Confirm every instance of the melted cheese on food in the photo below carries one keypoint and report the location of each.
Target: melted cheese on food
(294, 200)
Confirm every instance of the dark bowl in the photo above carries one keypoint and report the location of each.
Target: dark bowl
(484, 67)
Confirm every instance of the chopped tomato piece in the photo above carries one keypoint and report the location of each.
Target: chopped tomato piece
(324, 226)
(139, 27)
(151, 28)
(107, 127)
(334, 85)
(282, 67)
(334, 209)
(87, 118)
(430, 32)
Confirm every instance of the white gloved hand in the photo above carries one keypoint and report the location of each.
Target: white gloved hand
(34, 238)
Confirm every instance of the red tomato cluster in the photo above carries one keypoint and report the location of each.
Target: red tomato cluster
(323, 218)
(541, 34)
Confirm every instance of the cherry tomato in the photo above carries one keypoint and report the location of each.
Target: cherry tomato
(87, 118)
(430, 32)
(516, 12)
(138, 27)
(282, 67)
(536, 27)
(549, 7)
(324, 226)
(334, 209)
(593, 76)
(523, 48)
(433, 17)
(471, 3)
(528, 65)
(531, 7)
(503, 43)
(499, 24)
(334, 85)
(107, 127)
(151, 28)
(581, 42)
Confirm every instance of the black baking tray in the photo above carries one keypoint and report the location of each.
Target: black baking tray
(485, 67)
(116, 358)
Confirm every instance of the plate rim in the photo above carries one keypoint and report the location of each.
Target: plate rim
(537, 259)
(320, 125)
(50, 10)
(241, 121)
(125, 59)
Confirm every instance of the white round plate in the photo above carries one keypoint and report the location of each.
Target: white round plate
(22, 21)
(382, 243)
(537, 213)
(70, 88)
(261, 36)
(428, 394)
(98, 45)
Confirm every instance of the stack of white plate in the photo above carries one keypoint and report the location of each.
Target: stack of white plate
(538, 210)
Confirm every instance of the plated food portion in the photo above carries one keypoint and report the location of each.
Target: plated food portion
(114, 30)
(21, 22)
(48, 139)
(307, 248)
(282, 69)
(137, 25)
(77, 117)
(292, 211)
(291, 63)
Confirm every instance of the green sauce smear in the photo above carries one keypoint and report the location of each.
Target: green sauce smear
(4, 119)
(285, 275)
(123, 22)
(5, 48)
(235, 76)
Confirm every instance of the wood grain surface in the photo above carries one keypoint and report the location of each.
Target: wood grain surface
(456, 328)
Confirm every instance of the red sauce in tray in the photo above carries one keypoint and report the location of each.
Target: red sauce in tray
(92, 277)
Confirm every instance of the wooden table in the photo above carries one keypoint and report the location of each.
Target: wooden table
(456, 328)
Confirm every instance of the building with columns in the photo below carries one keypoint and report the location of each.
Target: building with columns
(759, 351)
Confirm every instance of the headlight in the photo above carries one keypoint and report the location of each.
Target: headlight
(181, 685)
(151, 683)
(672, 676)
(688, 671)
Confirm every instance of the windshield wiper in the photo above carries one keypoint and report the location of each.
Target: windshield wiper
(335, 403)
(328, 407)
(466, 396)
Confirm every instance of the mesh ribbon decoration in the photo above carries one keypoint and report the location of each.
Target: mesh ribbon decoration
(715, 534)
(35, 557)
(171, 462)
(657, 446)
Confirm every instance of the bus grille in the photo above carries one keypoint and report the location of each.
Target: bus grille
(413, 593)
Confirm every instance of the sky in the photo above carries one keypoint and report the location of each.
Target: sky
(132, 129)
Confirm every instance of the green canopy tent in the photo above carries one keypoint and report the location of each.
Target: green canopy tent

WHAT THE EXERCISE ASKS:
Transcribe every one of the lines above word for word.

ANSWER FOR THIS EXERCISE:
Confirm every instance of the melted cheese on food in the photo below carries one keypoint and report the location of each.
Target: melted cheese on food
(294, 200)
Confirm every instance of the dark bowl in the photo above carries one keypoint and report the location of each.
Target: dark bowl
(484, 67)
Confirm every instance of the chopped tomato piece in the photo above carries one keypoint and report the location of each.
Target: chopped tomato piece
(324, 226)
(139, 27)
(151, 28)
(107, 127)
(334, 85)
(282, 67)
(334, 209)
(87, 118)
(430, 32)
Confirm every instance of the white gloved hand in the photo above carries one keypoint and report the location of each.
Target: white gloved hand
(34, 238)
Confirm every instance of the red tomato cluster in the photo above carries one keypoint and report the location of each.
Target: red tomato cluster
(323, 218)
(541, 34)
Confirm every instance of the cherry tomato in the photo above carries one keypoint and report the location of each.
Target: cherry tomato
(87, 118)
(430, 32)
(516, 12)
(138, 27)
(282, 67)
(536, 27)
(549, 7)
(324, 226)
(334, 209)
(593, 76)
(523, 48)
(433, 17)
(471, 3)
(528, 65)
(531, 7)
(503, 43)
(499, 24)
(334, 85)
(107, 127)
(151, 28)
(581, 42)
Confirm every instance of the black baking tray in the photo above carries one keypoint and report the location of each.
Target: black baking tray
(485, 67)
(116, 358)
Confirm every instance of the plate rim in the photo above carries one keypoint and report the location of each.
Target: plate rim
(537, 259)
(320, 125)
(50, 10)
(241, 121)
(125, 59)
Confirm every instance of the white round plate in the photo above carries one keypoint and report the location of each.
Target: white round plate
(22, 21)
(382, 243)
(537, 213)
(70, 88)
(261, 36)
(428, 394)
(98, 45)
Confirm every instance of the stack of white plate in the photo above carries one keypoint and report the location of each.
Target: stack of white plate
(538, 210)
Confirm every instance of the plated food portion in the photo above carries one keypoint and report the location of each.
Target: plated food portion
(114, 30)
(21, 22)
(48, 139)
(307, 248)
(282, 69)
(137, 25)
(77, 117)
(292, 211)
(291, 63)
Confirm every instance of the green sauce smear in the photo above carries one keypoint and report the location of each.
Target: green sauce smear
(4, 119)
(285, 275)
(123, 22)
(5, 48)
(235, 76)
Confirm every instance of the wood grain surface in the photo above carries one keypoint and report the location of each.
Target: wood grain surface
(456, 328)
Confirm every instance of the red sauce in tray in the photo above carries one keypoint and report the location of each.
Target: red sauce in tray
(92, 277)
Confirm every instance of the wooden table in the photo above carries one keypoint and report the location of each.
Target: wooden table
(456, 328)
Confirm every instance of the building with columns in the photo below carries one keypoint and report the location of each.
Target: building with columns
(759, 351)
Confirm every instance of the headlight in the photo above carries one keypoint and report the location of each.
Target: headlight
(181, 685)
(151, 683)
(672, 676)
(688, 671)
Confirm every instance of the windshield wiper in the photo above carries one keypoint and report the location of each.
Target: windshield wiper
(335, 403)
(328, 407)
(466, 396)
Confirm every instance of the mesh ribbon decoration in the photo above carries one keypoint and report the location of each.
Target: mesh ribbon decoration
(715, 534)
(35, 557)
(171, 462)
(657, 446)
Confirm every instance of the bus grille in the photo above carries one keypoint and report the location of each.
Target: bus grille
(413, 593)
Confirm every instance of the sky in the photo above carries one keypoint and report the location of each.
Target: sky
(132, 129)
Confirm every instance of the green canopy tent in the photo above carries one keypoint and report the location of each.
Target: green canopy tent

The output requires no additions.